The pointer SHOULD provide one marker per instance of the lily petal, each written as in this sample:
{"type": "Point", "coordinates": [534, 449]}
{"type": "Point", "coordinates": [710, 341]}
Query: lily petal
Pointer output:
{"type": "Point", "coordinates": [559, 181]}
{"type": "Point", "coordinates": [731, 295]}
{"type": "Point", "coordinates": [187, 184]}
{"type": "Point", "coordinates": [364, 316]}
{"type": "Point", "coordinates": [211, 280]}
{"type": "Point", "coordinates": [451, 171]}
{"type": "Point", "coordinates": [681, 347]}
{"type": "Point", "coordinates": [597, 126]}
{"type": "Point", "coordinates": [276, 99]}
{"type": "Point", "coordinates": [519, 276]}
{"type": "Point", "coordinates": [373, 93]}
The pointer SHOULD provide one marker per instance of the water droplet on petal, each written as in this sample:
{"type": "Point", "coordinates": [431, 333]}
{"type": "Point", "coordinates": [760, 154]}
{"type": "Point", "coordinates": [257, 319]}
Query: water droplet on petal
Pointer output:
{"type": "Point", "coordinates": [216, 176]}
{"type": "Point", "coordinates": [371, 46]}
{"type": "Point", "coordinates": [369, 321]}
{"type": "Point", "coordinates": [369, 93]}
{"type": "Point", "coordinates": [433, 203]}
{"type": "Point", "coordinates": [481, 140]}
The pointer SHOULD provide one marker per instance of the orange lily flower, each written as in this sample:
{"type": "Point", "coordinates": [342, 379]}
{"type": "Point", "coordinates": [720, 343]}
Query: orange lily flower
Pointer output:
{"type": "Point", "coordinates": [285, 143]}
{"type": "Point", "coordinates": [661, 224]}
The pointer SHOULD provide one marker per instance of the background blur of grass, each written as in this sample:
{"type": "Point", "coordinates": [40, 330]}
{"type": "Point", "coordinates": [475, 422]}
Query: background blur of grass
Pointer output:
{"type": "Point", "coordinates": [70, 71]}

--

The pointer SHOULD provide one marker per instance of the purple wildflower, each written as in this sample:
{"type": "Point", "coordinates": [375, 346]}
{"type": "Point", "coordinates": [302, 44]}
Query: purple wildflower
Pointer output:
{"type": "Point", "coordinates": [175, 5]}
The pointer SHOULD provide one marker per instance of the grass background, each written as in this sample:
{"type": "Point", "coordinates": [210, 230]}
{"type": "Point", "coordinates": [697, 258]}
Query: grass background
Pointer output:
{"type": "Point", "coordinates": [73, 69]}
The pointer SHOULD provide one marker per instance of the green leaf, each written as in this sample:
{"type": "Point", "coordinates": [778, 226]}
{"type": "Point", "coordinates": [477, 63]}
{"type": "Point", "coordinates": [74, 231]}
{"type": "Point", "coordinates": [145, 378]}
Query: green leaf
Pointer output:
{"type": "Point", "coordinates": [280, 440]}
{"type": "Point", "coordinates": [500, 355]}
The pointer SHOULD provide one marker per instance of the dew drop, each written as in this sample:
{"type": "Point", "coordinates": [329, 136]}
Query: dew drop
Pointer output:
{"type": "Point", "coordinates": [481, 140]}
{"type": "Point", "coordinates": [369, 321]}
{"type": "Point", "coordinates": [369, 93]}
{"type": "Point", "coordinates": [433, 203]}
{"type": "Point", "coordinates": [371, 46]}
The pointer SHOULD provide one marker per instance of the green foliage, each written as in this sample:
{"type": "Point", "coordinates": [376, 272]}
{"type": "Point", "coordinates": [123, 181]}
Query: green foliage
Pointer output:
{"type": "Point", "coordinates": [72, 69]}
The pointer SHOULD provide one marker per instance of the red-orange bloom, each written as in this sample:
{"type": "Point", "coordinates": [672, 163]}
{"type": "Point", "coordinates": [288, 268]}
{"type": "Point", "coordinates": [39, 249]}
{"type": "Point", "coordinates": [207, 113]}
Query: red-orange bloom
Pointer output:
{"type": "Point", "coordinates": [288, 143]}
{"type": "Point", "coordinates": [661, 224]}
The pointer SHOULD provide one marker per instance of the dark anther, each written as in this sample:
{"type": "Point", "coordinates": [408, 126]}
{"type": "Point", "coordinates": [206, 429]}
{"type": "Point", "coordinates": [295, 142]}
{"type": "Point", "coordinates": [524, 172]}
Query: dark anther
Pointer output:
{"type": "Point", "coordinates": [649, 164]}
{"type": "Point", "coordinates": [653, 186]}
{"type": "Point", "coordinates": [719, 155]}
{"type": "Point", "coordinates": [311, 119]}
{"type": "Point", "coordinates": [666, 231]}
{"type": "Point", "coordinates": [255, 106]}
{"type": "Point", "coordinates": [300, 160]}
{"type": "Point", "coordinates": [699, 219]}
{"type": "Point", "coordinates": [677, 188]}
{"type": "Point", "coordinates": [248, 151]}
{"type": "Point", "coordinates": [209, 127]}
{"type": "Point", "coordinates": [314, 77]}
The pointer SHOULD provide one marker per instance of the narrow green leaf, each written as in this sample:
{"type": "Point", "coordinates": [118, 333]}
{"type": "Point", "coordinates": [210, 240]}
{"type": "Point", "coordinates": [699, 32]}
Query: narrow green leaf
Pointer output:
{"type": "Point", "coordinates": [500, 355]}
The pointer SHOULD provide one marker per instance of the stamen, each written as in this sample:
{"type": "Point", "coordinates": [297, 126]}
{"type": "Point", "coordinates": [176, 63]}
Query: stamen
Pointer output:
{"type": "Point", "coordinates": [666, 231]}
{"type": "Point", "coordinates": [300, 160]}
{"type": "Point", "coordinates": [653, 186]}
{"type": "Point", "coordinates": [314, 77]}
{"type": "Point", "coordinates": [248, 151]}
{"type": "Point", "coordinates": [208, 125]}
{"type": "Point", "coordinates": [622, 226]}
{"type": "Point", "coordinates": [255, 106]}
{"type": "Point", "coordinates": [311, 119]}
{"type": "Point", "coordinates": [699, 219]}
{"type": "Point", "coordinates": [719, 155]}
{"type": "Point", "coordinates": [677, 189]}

**Instructions to follow**
Report in full every row in the two blocks above that contains the string "foliage". Letter case must match.

**Solution for this task**
The pointer SHOULD provide one marker per instance of the green foliage, each written as in this sample:
Query: green foliage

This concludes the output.